Exercise passage:

○ ○ ○

I'm doing some coding problems, and I came across a combinatorics problem that I thought should be quite easy but turns out to be tricky:
Let $f_n:\mathcal{B}\to\mathcal{B}_{n}$ be a function from the set of bitstrings to the set of bitstrings of length $n$ be given by $$f_n(b_1 b_2...b_k) = [b_1b_2...b_kb_1b_2...b_k b_1 b_2...b_k...]_1^n.$$ In other words, repeat the input bitstring a bunch of times and spit back the first $n$ digits of the resulting sequence. Clearly, $f_n$ is not one-to-one. For example, $f_n(00)=f_n(0)$.
Call a bitstring $b$ minimal with respect to $f_n$ if there are no shorter bitstrings $b'$ with $f_n(b)=f_n(b')$. Denote the number of minimal bitstrings of length $k$ by $\phi(n,k)$. I'm trying to find a closed-form expression for $\phi(n,k)$.
My initial thought was that $\phi(n,k) = 2^k - \sum_{k': k'\mid k} \phi(n, k')$, subtracting off all the minimal bitstrings whose length divides $k$ since they could be repeated to form a bitstring of length $k$. And this is correct for $k\leq\frac{n}{2}$, but it's not true for higher $k$, so $\phi$ should depend on $n$.
Here's an example of the problem: $f_4(100) = f_4(1001)$, and $100$ is minimal yet $3$ does not divide $4$. Any ideas for how to compute $\phi(n,k)$?

○ ○ ○

Collected data entries:
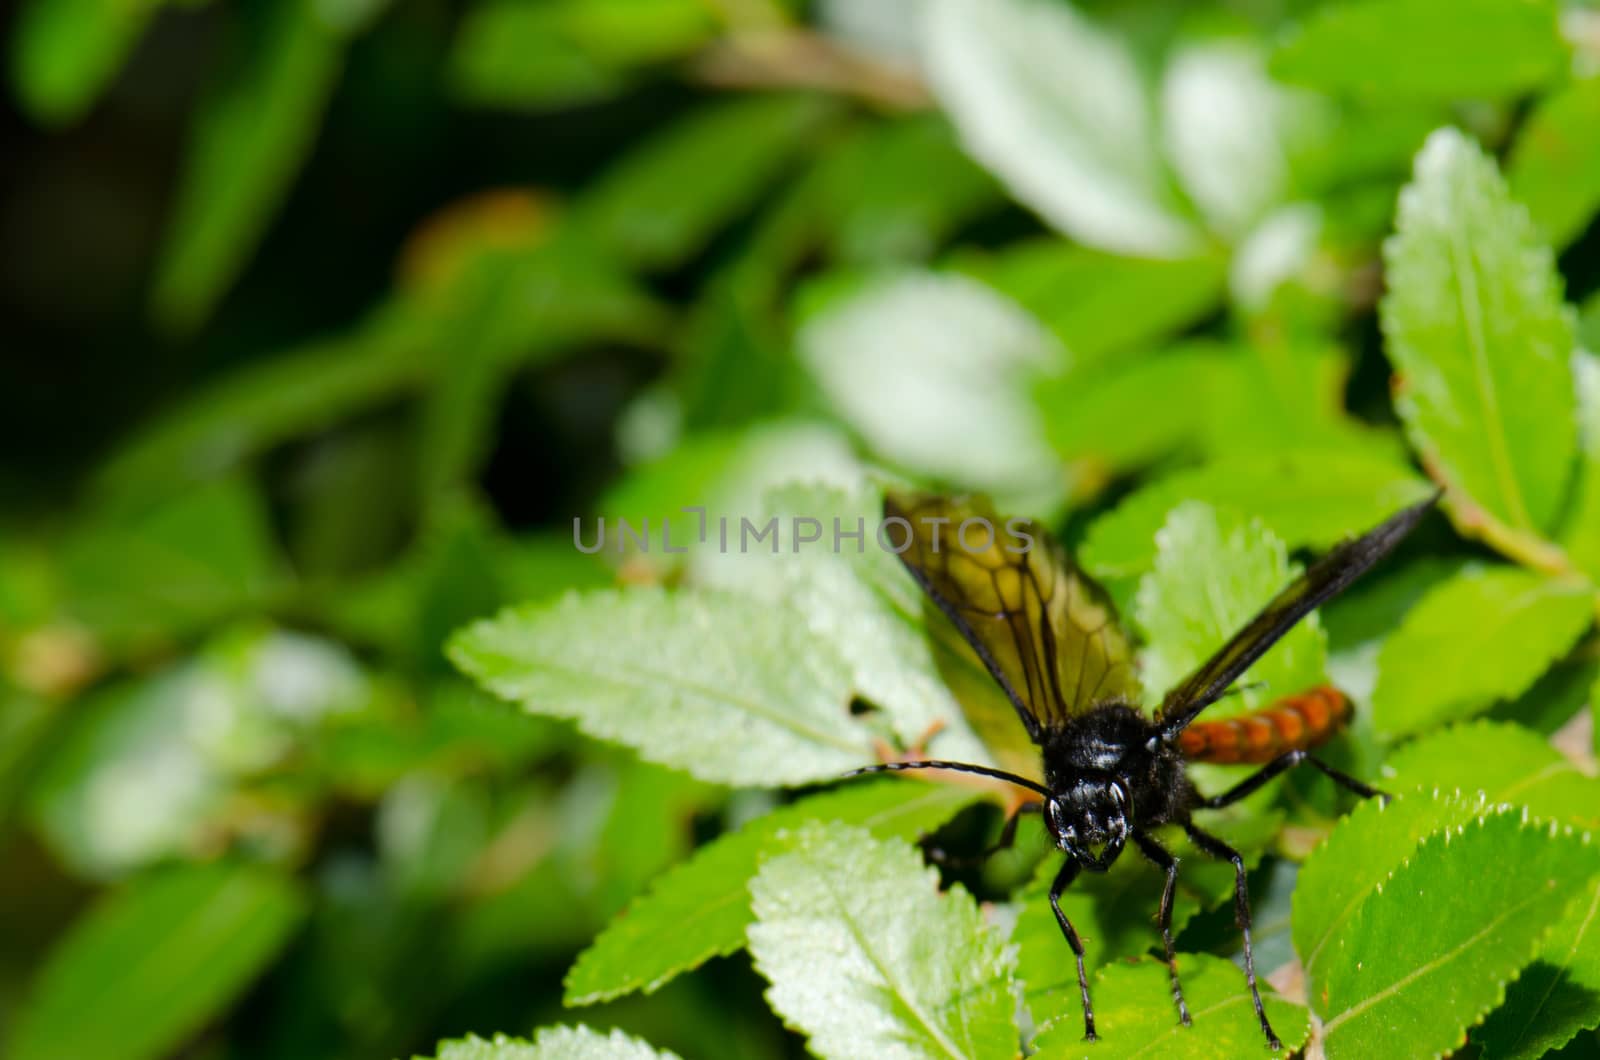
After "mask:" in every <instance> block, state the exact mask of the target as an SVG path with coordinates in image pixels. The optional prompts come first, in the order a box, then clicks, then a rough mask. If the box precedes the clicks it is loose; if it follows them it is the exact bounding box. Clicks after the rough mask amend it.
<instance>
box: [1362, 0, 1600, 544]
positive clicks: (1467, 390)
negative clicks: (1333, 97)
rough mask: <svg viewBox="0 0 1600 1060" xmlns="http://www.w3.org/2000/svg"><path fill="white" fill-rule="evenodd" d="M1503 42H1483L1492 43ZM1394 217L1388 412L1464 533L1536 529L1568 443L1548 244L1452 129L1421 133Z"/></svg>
mask: <svg viewBox="0 0 1600 1060" xmlns="http://www.w3.org/2000/svg"><path fill="white" fill-rule="evenodd" d="M1510 6H1514V8H1518V10H1533V8H1534V5H1525V3H1517V5H1510ZM1374 10H1382V8H1374ZM1451 10H1454V8H1451ZM1450 24H1459V11H1458V13H1456V14H1451V16H1450ZM1507 46H1509V45H1507V43H1506V42H1496V43H1494V54H1496V56H1501V54H1502V53H1504V51H1506V48H1507ZM1362 66H1363V67H1365V66H1366V64H1362ZM1397 66H1411V62H1400V64H1397ZM1397 227H1398V234H1397V235H1395V237H1394V239H1392V240H1390V242H1389V243H1387V245H1386V248H1384V259H1386V263H1387V269H1389V272H1387V283H1389V295H1387V296H1386V298H1384V303H1382V323H1384V335H1386V338H1387V339H1389V357H1390V360H1392V362H1394V365H1395V371H1397V373H1398V381H1397V399H1395V405H1397V410H1398V413H1400V418H1402V420H1403V421H1405V424H1406V431H1408V432H1410V436H1411V440H1413V444H1414V445H1416V447H1418V450H1419V452H1421V453H1422V456H1424V460H1426V461H1429V463H1430V464H1432V466H1434V468H1437V472H1438V474H1440V476H1442V479H1443V480H1445V482H1448V484H1450V485H1453V487H1456V488H1459V490H1461V492H1462V493H1464V498H1461V500H1462V501H1466V503H1462V504H1458V506H1456V508H1454V509H1453V517H1454V519H1456V522H1458V525H1461V527H1462V528H1466V530H1469V532H1470V530H1472V528H1474V524H1475V522H1477V520H1480V519H1485V517H1486V519H1491V520H1498V522H1499V524H1504V525H1506V527H1507V528H1510V530H1512V532H1523V533H1534V535H1538V533H1542V532H1544V530H1547V528H1549V527H1550V522H1552V520H1554V517H1555V514H1557V511H1558V506H1560V503H1562V498H1563V493H1565V487H1566V482H1568V474H1570V468H1571V456H1573V450H1574V447H1576V397H1574V392H1573V373H1571V367H1570V359H1571V352H1573V325H1571V319H1570V314H1568V311H1566V307H1565V306H1563V303H1562V293H1560V290H1562V288H1560V277H1558V275H1557V272H1555V263H1554V259H1552V258H1550V251H1549V250H1547V248H1546V247H1544V245H1542V243H1541V242H1539V240H1538V237H1536V235H1534V232H1533V226H1531V223H1530V219H1528V213H1526V211H1525V210H1523V208H1522V207H1520V205H1517V203H1515V202H1512V199H1510V195H1509V194H1507V191H1506V183H1504V181H1502V179H1501V176H1499V173H1498V171H1496V168H1494V162H1493V160H1491V159H1488V157H1486V155H1485V154H1483V151H1482V149H1480V147H1478V146H1477V144H1474V143H1472V141H1469V139H1467V138H1466V136H1462V135H1461V133H1458V131H1454V130H1440V131H1437V133H1434V135H1432V136H1430V138H1429V141H1427V146H1424V147H1422V152H1421V154H1419V155H1418V159H1416V176H1414V179H1413V183H1411V184H1410V186H1408V187H1406V189H1405V192H1403V194H1402V197H1400V218H1398V221H1397ZM1469 504H1470V506H1475V508H1482V509H1483V516H1477V517H1474V516H1472V514H1469V512H1466V511H1464V509H1466V508H1467V506H1469Z"/></svg>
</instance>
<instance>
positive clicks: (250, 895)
mask: <svg viewBox="0 0 1600 1060" xmlns="http://www.w3.org/2000/svg"><path fill="white" fill-rule="evenodd" d="M302 905H304V903H302V898H301V893H299V890H298V889H296V887H294V885H293V884H291V882H290V881H288V879H283V877H282V876H277V874H275V873H270V871H266V869H259V868H248V866H242V865H195V866H186V868H174V869H165V871H160V873H155V874H152V876H144V877H139V879H136V881H133V882H131V884H128V885H126V887H125V889H122V890H117V892H114V893H110V895H107V897H106V898H102V900H99V901H98V903H96V905H94V906H91V908H90V909H88V913H85V914H83V917H82V919H80V921H77V922H75V924H74V927H72V929H70V930H69V932H67V934H66V935H64V937H62V938H61V942H59V943H58V945H56V948H54V951H53V953H51V954H50V958H48V959H46V961H45V964H43V967H42V969H40V972H38V978H37V980H35V982H34V986H32V996H30V999H29V1002H27V1006H26V1007H24V1009H22V1010H21V1012H19V1018H18V1022H16V1025H14V1028H13V1033H11V1038H10V1049H8V1052H6V1055H10V1057H16V1060H46V1058H59V1060H70V1058H75V1057H128V1060H139V1058H142V1057H163V1055H171V1054H173V1052H174V1050H176V1047H178V1046H181V1044H182V1042H184V1039H186V1038H189V1036H190V1034H192V1033H195V1031H197V1030H198V1028H200V1026H203V1025H205V1023H206V1022H208V1020H211V1018H214V1017H216V1015H218V1014H219V1010H222V1009H226V1007H227V1004H229V1002H230V1001H232V999H234V998H235V996H237V994H238V991H240V990H243V988H245V986H246V985H248V983H250V982H251V980H253V978H254V977H256V975H259V974H261V970H262V969H264V967H266V966H267V964H269V962H270V961H272V958H274V954H277V951H278V950H280V948H282V946H283V943H285V942H288V937H290V934H291V932H293V930H294V925H296V924H298V922H299V919H301V914H302ZM91 1014H93V1018H90V1015H91Z"/></svg>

○ ○ ○

Task requirements:
1. Decide whether each statement agrees with the forum post, answering yes or no and quoting the words of the forum post that settle it: (a) the initial formula for $\phi(n,k)$ holds when $k\leq\frac{n}{2}$; (b) $f_n$ is one-to-one; (c) the example of the problem uses $f_5$.
2. List every line of the listing that contains the string "rough".

Completed exercise:
1.
(a) Yes: "And this is correct for $k\leq\frac{n}{2}$"
(b) No: "Clearly, $f_n$ is not one-to-one."
(c) No: "$f_4(100) = f_4(1001)$"

2.
After "mask:" in every <instance> block, state the exact mask of the target as an SVG path with coordinates in image pixels. The optional prompts come first, in the order a box, then clicks, then a rough mask. If the box precedes the clicks it is loose; if it follows them it is the exact bounding box. Clicks after the rough mask amend it.
rough mask: <svg viewBox="0 0 1600 1060" xmlns="http://www.w3.org/2000/svg"><path fill="white" fill-rule="evenodd" d="M1503 42H1483L1492 43ZM1394 217L1388 412L1464 533L1536 529L1568 443L1548 244L1452 129L1421 133Z"/></svg>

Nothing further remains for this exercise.